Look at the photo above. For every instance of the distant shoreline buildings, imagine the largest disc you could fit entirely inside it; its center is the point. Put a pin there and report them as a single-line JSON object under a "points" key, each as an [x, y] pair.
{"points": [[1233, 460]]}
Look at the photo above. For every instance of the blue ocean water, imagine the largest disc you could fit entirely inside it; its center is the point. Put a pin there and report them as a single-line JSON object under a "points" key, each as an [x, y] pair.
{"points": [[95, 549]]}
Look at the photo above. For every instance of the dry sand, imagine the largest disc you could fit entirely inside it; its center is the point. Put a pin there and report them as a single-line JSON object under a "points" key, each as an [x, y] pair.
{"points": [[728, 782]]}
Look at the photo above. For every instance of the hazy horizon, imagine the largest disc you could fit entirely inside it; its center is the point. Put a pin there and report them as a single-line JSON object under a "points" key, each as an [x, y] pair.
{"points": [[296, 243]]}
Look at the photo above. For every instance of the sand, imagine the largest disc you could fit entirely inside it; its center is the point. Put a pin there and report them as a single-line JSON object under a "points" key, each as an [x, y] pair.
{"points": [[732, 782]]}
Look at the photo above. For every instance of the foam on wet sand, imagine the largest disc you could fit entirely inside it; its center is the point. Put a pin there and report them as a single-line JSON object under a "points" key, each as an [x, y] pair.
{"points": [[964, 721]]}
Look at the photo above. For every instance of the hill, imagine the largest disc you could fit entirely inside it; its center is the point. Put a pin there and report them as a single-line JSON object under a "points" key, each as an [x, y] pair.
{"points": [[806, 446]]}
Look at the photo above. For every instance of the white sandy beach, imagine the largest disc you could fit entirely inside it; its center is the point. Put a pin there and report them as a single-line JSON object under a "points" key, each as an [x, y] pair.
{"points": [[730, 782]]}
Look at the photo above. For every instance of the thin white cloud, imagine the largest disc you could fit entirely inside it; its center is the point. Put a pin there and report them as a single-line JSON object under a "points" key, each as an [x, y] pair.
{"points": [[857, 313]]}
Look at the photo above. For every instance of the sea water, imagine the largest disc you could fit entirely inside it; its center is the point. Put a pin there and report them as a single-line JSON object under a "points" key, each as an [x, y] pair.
· · ·
Write out the data again in full. Match it exactly.

Look at the photo above. For every instance of the distant shoreline buildings, imagine the largest disc you could fit entirely inside it; its center is the point. Put a pin there and report them as a single-line JSON object under a "points" key, each as an [x, y] pair.
{"points": [[1233, 460]]}
Look at the photo above. For every instance of the blue ocean water, imagine the largest disc you could fit entirely inside it; its center is the point. Put a pin there and report them as a single-line JSON object under a "points" key, each as an [x, y] pair.
{"points": [[95, 549]]}
Look at the photo above. For every instance of the dry sand, imagine the largest disc you could fit entirely inside it; its center is the point. Put a pin there and report them as a single-line JSON object under a "points" key, each as an [x, y] pair.
{"points": [[728, 782]]}
Look at the photo above. For every instance of the hazy horizon, imagine the largest disc you could fit entirely inside it; its center is the point. Put a pin there and report them as a single-line JSON object under a "points" key, each as an [x, y] pair.
{"points": [[296, 243]]}
Look at the photo above. For every instance of the sand, imagine the largest disc you could fit entirely inside it; its center is the point. Put a pin there and report them as a single-line JSON object under a "points" key, each as an [x, y] pair.
{"points": [[732, 782]]}
Look at the photo above. For every instance of the foam on wet sand, imagine the largest disc you could fit entirely inside it; its center is the point. Put a pin there and report them as a single-line JSON object under a "points" key, each as an [x, y] pair.
{"points": [[964, 721]]}
Look at the photo above. For every instance of the hill, imagine the largest disc you could fit entirely inside it; its center is the point. Put a pin there and report them as a single-line JSON object under a "points" key, each as an [x, y] pair.
{"points": [[806, 446]]}
Look at the photo above. For every instance of the white sandy beach, imagine the largest disc you could fit entirely inside it; its center is the point. Put a pin there and report them as a single-line JSON object under a "points" key, each as an [x, y] pair.
{"points": [[730, 782]]}
Look at the photo above. For every instance of the thin white cloud, imagine the largest disc you could fit entirely inside it; its center is the point. Put a pin there and report them as a single-line JSON object under a "points" key, each as an [x, y] pair.
{"points": [[857, 313]]}
Look at the photo above. For every instance of the sea water, imagine the largest disc you could fit entirely inside it; its center is the point. Put a pin there and report them as a single-line JSON object under a "points" key, each as an [x, y] pair.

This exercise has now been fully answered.